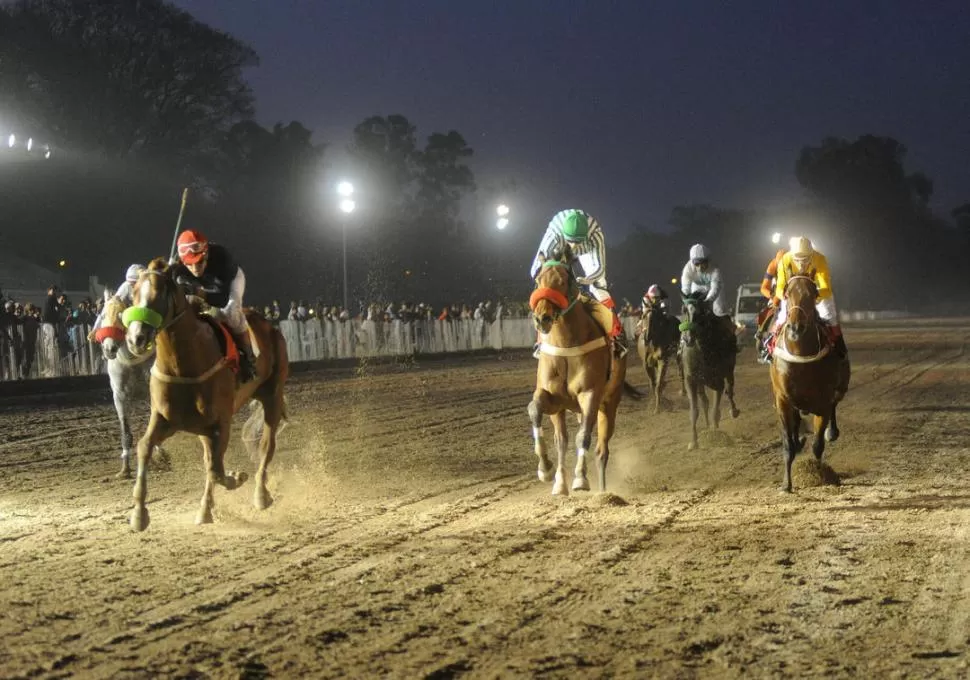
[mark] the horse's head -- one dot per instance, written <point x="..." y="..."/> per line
<point x="800" y="295"/>
<point x="697" y="315"/>
<point x="156" y="301"/>
<point x="550" y="299"/>
<point x="111" y="333"/>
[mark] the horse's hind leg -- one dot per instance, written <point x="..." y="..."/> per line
<point x="693" y="399"/>
<point x="661" y="376"/>
<point x="605" y="424"/>
<point x="791" y="444"/>
<point x="818" y="444"/>
<point x="538" y="406"/>
<point x="729" y="390"/>
<point x="589" y="405"/>
<point x="126" y="438"/>
<point x="272" y="415"/>
<point x="158" y="431"/>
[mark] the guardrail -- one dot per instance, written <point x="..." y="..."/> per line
<point x="38" y="351"/>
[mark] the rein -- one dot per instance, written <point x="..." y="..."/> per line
<point x="781" y="348"/>
<point x="155" y="320"/>
<point x="564" y="305"/>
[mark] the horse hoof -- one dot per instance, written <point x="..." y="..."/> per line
<point x="262" y="498"/>
<point x="233" y="480"/>
<point x="139" y="519"/>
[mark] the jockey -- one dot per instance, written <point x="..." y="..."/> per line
<point x="124" y="290"/>
<point x="582" y="233"/>
<point x="804" y="260"/>
<point x="700" y="277"/>
<point x="210" y="269"/>
<point x="654" y="297"/>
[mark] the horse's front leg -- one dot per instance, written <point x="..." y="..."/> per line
<point x="791" y="444"/>
<point x="158" y="431"/>
<point x="126" y="438"/>
<point x="589" y="403"/>
<point x="693" y="400"/>
<point x="661" y="376"/>
<point x="818" y="443"/>
<point x="729" y="390"/>
<point x="559" y="487"/>
<point x="717" y="408"/>
<point x="539" y="405"/>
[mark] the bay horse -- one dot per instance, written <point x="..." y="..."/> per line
<point x="657" y="344"/>
<point x="194" y="389"/>
<point x="709" y="361"/>
<point x="577" y="372"/>
<point x="807" y="376"/>
<point x="125" y="373"/>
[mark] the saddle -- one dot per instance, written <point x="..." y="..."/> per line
<point x="227" y="346"/>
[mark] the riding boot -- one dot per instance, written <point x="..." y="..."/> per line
<point x="247" y="360"/>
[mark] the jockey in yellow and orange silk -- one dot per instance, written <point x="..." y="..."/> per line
<point x="804" y="260"/>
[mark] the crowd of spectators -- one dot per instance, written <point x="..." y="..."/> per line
<point x="25" y="326"/>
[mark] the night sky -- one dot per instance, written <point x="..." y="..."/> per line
<point x="623" y="108"/>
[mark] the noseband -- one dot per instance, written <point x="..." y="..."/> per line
<point x="148" y="315"/>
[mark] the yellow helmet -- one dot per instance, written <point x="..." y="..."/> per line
<point x="801" y="250"/>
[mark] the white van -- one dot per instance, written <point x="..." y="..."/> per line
<point x="748" y="304"/>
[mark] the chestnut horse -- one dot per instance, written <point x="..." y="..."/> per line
<point x="658" y="345"/>
<point x="806" y="375"/>
<point x="577" y="372"/>
<point x="194" y="389"/>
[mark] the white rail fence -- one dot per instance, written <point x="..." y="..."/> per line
<point x="38" y="351"/>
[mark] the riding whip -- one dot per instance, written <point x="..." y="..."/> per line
<point x="178" y="224"/>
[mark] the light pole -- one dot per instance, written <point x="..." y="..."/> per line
<point x="347" y="206"/>
<point x="503" y="216"/>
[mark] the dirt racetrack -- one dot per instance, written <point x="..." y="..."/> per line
<point x="411" y="538"/>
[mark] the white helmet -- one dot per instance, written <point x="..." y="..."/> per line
<point x="801" y="248"/>
<point x="698" y="252"/>
<point x="133" y="271"/>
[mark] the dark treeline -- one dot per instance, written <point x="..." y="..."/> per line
<point x="139" y="99"/>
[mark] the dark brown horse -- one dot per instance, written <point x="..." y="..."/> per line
<point x="577" y="372"/>
<point x="193" y="389"/>
<point x="709" y="360"/>
<point x="806" y="375"/>
<point x="658" y="344"/>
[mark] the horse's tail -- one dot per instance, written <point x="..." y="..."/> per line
<point x="632" y="391"/>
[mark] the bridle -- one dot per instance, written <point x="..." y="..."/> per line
<point x="560" y="302"/>
<point x="149" y="316"/>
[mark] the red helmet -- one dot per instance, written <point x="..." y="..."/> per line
<point x="193" y="246"/>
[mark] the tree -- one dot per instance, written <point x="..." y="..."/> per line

==========

[AIM OF THE EXERCISE] Convert every line of the entries above into a Markdown table with the columns Row and Line, numbering the rows and skipping blank lines. Leave the pictures out.

[CORRECT ANSWER]
| Row | Line |
|---|---|
| 1 | [mark] the horse's head -- one dot per instance, written <point x="..." y="..."/> per line |
| 2 | <point x="800" y="295"/> |
| 3 | <point x="697" y="315"/> |
| 4 | <point x="156" y="301"/> |
| 5 | <point x="550" y="299"/> |
| 6 | <point x="111" y="333"/> |
| 7 | [mark] the horse's hind leg -- one dot per instance, written <point x="..." y="..."/> per line |
| 8 | <point x="693" y="399"/> |
| 9 | <point x="661" y="376"/> |
| 10 | <point x="605" y="424"/> |
| 11 | <point x="791" y="444"/> |
| 12 | <point x="818" y="444"/> |
| 13 | <point x="538" y="406"/> |
| 14 | <point x="729" y="390"/> |
| 15 | <point x="589" y="405"/> |
| 16 | <point x="126" y="438"/> |
| 17 | <point x="272" y="415"/> |
| 18 | <point x="158" y="431"/> |
| 19 | [mark] the guardrail -- one dot per instance, written <point x="..." y="..."/> per line |
| 20 | <point x="38" y="351"/> |
| 21 | [mark] the rein -- one dot per instance, written <point x="..." y="..."/> per line |
| 22 | <point x="781" y="348"/> |
| 23 | <point x="155" y="320"/> |
| 24 | <point x="564" y="305"/> |
| 25 | [mark] the horse hoof -- one dot per instance, written <point x="..." y="..."/> per line |
| 26 | <point x="262" y="498"/> |
| 27 | <point x="233" y="480"/> |
| 28 | <point x="139" y="519"/> |
| 29 | [mark] the jockey -- one dot per instance, written <point x="..." y="..."/> per line |
| 30 | <point x="124" y="290"/> |
| 31 | <point x="582" y="233"/> |
| 32 | <point x="804" y="260"/> |
| 33 | <point x="700" y="277"/> |
| 34 | <point x="210" y="269"/> |
| 35 | <point x="654" y="297"/> |
| 36 | [mark] the horse's front leg -- one dot per instance, written <point x="..." y="..."/> per line |
| 37 | <point x="791" y="444"/> |
| 38 | <point x="158" y="431"/> |
| 39 | <point x="126" y="438"/> |
| 40 | <point x="589" y="403"/> |
| 41 | <point x="693" y="400"/> |
| 42 | <point x="661" y="376"/> |
| 43 | <point x="818" y="443"/> |
| 44 | <point x="729" y="390"/> |
| 45 | <point x="559" y="487"/> |
| 46 | <point x="717" y="408"/> |
| 47 | <point x="539" y="405"/> |
| 48 | [mark] the bay horse -- one dot per instance, written <point x="..." y="..."/> per line |
| 49 | <point x="657" y="344"/> |
| 50 | <point x="194" y="389"/> |
| 51 | <point x="709" y="361"/> |
| 52 | <point x="577" y="372"/> |
| 53 | <point x="807" y="376"/> |
| 54 | <point x="125" y="373"/> |
| 55 | [mark] the saddle -- one dot per instance, written <point x="..." y="..."/> per line |
| 56 | <point x="227" y="346"/> |
| 57 | [mark] the riding boot -- one dot per instance, written <point x="..." y="..."/> per line |
| 58 | <point x="247" y="360"/> |
| 59 | [mark] the jockey in yellow and orange silk -- one dot per instance, written <point x="..." y="..."/> per line |
| 60 | <point x="804" y="260"/> |
| 61 | [mark] the crowd of spectators -- one dot per instance, written <point x="..." y="..."/> per line |
| 62 | <point x="25" y="326"/> |
| 63 | [mark] the night sky -- one dot per instance, written <point x="..." y="..."/> per line |
| 64 | <point x="623" y="108"/> |
| 65 | [mark] the noseband -- one dot per instance, written <point x="..." y="..."/> per line |
| 66 | <point x="148" y="315"/> |
| 67 | [mark] the yellow helmet -- one dot per instance, written <point x="..." y="..."/> per line |
| 68 | <point x="801" y="250"/> |
| 69 | [mark] the white van -- one dot per instance, written <point x="..." y="..."/> per line |
| 70 | <point x="748" y="304"/> |
| 71 | [mark] the chestnut horse -- one dot per instance, written <point x="..." y="..."/> per line |
| 72 | <point x="658" y="345"/> |
| 73 | <point x="806" y="375"/> |
| 74 | <point x="577" y="372"/> |
| 75 | <point x="194" y="389"/> |
| 76 | [mark] the white rail fence -- one dot per instance, written <point x="..." y="..."/> per line |
| 77 | <point x="38" y="351"/> |
| 78 | [mark] the riding whip -- one dot per instance, written <point x="..." y="..."/> per line |
| 79 | <point x="178" y="224"/> |
| 80 | [mark] the light pole -- one dot per instance, written <point x="..." y="..."/> per line |
| 81 | <point x="347" y="206"/> |
| 82 | <point x="503" y="216"/> |
| 83 | [mark] the dirt racetrack -- one dot per instance, written <point x="..." y="..."/> per line |
| 84 | <point x="411" y="538"/> |
| 85 | [mark] the white helmet -- one dot per instance, written <point x="..." y="..."/> per line |
| 86 | <point x="801" y="248"/> |
| 87 | <point x="698" y="252"/> |
| 88 | <point x="133" y="271"/> |
| 89 | [mark] the dark treeline -- one dot per instance, written <point x="..." y="..."/> per line |
| 90 | <point x="139" y="99"/> |
| 91 | [mark] the dark brown horse -- one dot per instance, written <point x="..." y="..."/> per line |
| 92 | <point x="577" y="372"/> |
| 93 | <point x="193" y="389"/> |
| 94 | <point x="709" y="360"/> |
| 95 | <point x="806" y="375"/> |
| 96 | <point x="658" y="344"/> |
| 97 | [mark] the horse's tail -- one dot per instance, written <point x="..." y="..."/> per line |
| 98 | <point x="632" y="391"/> |
| 99 | [mark] the bridle -- one dot per instance, written <point x="..." y="..."/> per line |
| 100 | <point x="560" y="302"/> |
| 101 | <point x="149" y="316"/> |
| 102 | [mark] the red helmet -- one dot per instance, written <point x="..." y="..."/> per line |
| 103 | <point x="193" y="246"/> |
| 104 | [mark] the tree -- one dot per instance, written <point x="..." y="..."/> per line |